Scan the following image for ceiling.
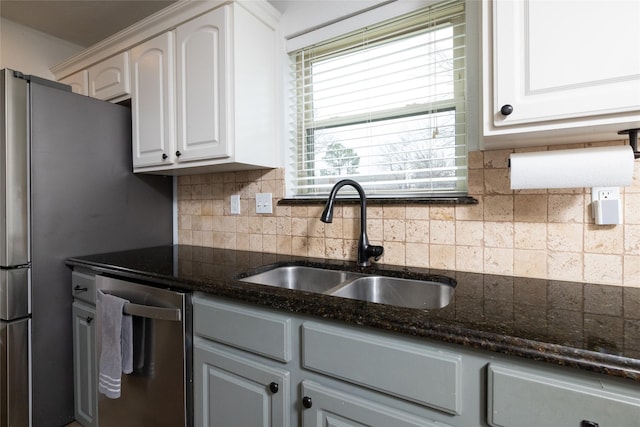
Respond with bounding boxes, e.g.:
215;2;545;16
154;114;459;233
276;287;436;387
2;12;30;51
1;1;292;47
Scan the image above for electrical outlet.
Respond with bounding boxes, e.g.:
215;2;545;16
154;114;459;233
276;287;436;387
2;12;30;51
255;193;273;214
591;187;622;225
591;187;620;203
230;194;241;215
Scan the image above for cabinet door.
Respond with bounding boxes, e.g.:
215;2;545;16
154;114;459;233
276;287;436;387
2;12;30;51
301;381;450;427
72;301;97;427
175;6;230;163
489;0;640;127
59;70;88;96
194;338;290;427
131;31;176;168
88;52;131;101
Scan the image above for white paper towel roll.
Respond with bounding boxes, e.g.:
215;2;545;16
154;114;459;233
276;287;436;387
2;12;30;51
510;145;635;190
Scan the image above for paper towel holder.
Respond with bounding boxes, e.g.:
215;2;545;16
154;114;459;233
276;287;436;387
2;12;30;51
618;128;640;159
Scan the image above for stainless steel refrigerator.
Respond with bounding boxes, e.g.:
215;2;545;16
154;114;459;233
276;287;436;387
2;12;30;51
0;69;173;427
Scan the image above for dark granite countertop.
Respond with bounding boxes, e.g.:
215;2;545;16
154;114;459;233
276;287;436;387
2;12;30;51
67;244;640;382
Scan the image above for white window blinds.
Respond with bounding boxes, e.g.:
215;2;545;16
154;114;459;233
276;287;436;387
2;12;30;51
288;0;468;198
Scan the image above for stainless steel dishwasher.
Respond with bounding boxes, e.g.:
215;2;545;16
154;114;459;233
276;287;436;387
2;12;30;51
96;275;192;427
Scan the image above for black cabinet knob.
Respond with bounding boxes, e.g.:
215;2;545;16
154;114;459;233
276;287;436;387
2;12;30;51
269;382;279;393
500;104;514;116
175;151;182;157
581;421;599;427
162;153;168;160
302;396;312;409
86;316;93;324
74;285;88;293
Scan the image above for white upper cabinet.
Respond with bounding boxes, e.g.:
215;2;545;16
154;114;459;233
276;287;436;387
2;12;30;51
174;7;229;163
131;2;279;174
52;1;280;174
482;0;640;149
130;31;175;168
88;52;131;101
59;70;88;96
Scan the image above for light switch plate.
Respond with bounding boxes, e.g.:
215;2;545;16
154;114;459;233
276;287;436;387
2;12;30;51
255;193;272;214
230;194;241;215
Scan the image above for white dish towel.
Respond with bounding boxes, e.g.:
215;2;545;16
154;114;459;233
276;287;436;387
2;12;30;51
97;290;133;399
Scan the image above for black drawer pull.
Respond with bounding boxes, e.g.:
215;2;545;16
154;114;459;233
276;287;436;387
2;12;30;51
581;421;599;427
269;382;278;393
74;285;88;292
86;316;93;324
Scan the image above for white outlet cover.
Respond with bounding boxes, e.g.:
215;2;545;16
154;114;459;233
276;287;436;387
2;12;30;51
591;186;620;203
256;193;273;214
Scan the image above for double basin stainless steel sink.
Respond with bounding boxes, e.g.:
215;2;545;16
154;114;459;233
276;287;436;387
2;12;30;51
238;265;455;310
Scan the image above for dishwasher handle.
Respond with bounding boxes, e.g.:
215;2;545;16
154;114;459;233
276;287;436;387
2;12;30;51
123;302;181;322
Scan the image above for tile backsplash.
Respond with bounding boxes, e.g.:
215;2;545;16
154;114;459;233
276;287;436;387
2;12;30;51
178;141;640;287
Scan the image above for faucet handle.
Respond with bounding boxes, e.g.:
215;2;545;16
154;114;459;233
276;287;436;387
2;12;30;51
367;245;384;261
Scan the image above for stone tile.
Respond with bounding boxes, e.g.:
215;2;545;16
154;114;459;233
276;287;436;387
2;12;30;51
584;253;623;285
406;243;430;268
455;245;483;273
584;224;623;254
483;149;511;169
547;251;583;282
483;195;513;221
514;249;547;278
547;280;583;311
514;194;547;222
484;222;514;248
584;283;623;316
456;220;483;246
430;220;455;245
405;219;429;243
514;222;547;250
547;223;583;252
------------
Requirement.
Each line above should be written out again exactly, without any image.

Solution to the problem.
Scan the following image for ceiling.
Respond with bounding boxes, e.g.:
215;2;545;16
154;114;459;233
276;287;436;387
2;12;30;51
1;1;292;47
Scan the image above for electrical outlet.
Respond with bounding boxes, e.g.:
215;2;545;16
154;114;459;233
276;287;436;387
2;12;30;51
255;193;273;214
591;187;622;225
591;187;620;203
230;194;241;215
Scan the image above for cabinet door.
Respond with bounding boxes, e.g.:
215;2;545;16
154;114;459;233
276;287;436;387
2;12;30;51
301;381;450;427
72;301;97;427
175;6;230;163
489;0;640;127
59;70;88;96
194;338;290;427
131;31;176;168
88;52;131;101
Scan the image above for white paper towel roll.
Respond with bounding boxes, e.g.:
215;2;545;16
154;114;459;233
276;287;436;387
2;12;30;51
510;145;635;190
Scan the image above for paper towel holder.
Respond with bounding boxes, e.g.:
215;2;545;16
154;114;459;233
276;287;436;387
2;12;30;51
618;128;640;159
Scan the image above for stainless steel refrigerator.
Respond with bounding boxes, e.g.:
215;2;545;16
154;114;459;233
276;287;436;387
2;12;30;51
0;69;173;427
Scan the image above for dark granite countertop.
Respond with bounding boxes, e.g.:
215;2;545;16
154;114;459;233
276;287;436;387
2;12;30;51
67;244;640;382
Scan the image above for white window blinds.
Respond with bounding boxes, e.g.:
215;2;545;16
154;114;459;233
276;287;436;387
2;12;30;51
288;0;468;198
Scan the image above for stainless steel dishwasher.
Respond with bounding boxes, e.g.:
215;2;545;16
154;114;459;233
276;287;436;387
2;12;30;51
96;275;192;427
Scan the image above for black cabinet knob.
Respond with bounding boxes, e.g.:
215;2;545;16
154;114;459;233
276;287;436;387
2;12;30;51
269;382;279;393
500;104;514;116
175;151;182;157
581;421;599;427
162;153;168;160
302;396;312;409
86;316;93;324
74;285;88;293
Scan the image above for white upper cabinet.
Respond with bounding boxes, e.g.:
215;2;545;16
154;114;459;233
276;287;436;387
2;12;30;51
174;7;229;163
131;2;279;174
52;1;280;174
482;0;640;149
130;31;175;168
88;52;131;101
59;70;88;96
Scan the image above for light switch plate.
Respond with bounding boxes, e.g.:
215;2;545;16
154;114;459;233
276;287;436;387
2;12;30;51
255;193;272;214
230;194;241;215
Scan the image above for white dish towel.
Respond with bounding boxes, e.g.:
215;2;545;16
154;114;459;233
276;287;436;387
2;12;30;51
97;290;133;399
Scan the image above for black drawer pull.
Respond with bounding boxes, e.g.:
215;2;545;16
154;114;459;233
276;287;436;387
2;12;30;51
581;421;599;427
269;382;278;393
74;285;88;292
86;316;93;324
Scan the image above for white outlet cover.
Respond with bounding boxes, e.g.:
215;2;545;16
154;114;459;233
276;287;436;387
2;12;30;51
591;186;620;203
256;193;273;214
Scan the image above for double basin stainless steel sink.
Respond with bounding boxes, e.g.:
215;2;545;16
154;114;459;233
276;287;436;387
2;12;30;51
238;265;455;310
Scan the image above for dishwasher handle.
Respond with bounding boxes, e.g.:
215;2;545;16
154;114;459;233
276;287;436;387
2;12;30;51
123;302;181;322
Scan the image above for tile backsplash.
Respond with bounding boxes, e.g.:
215;2;545;16
154;114;459;233
276;287;436;387
2;12;30;51
178;141;640;287
Scan the image above for faucet handle.
Respond with bounding boxes, e.g.:
215;2;545;16
154;114;459;233
276;287;436;387
2;12;30;51
367;245;384;261
Scan the image above for stone tile.
Respond with bounding boxes, e.g.:
215;2;545;16
154;114;459;233
276;287;436;387
2;12;30;51
584;253;623;285
406;243;430;268
455;245;483;273
584;224;623;254
483;149;511;169
547;251;583;282
483;195;513;221
514;249;547;278
547;280;583;311
514;194;547;222
484;222;514;248
584;283;623;316
456;220;483;246
430;220;455;245
405;219;429;243
514;222;547;250
547;223;583;252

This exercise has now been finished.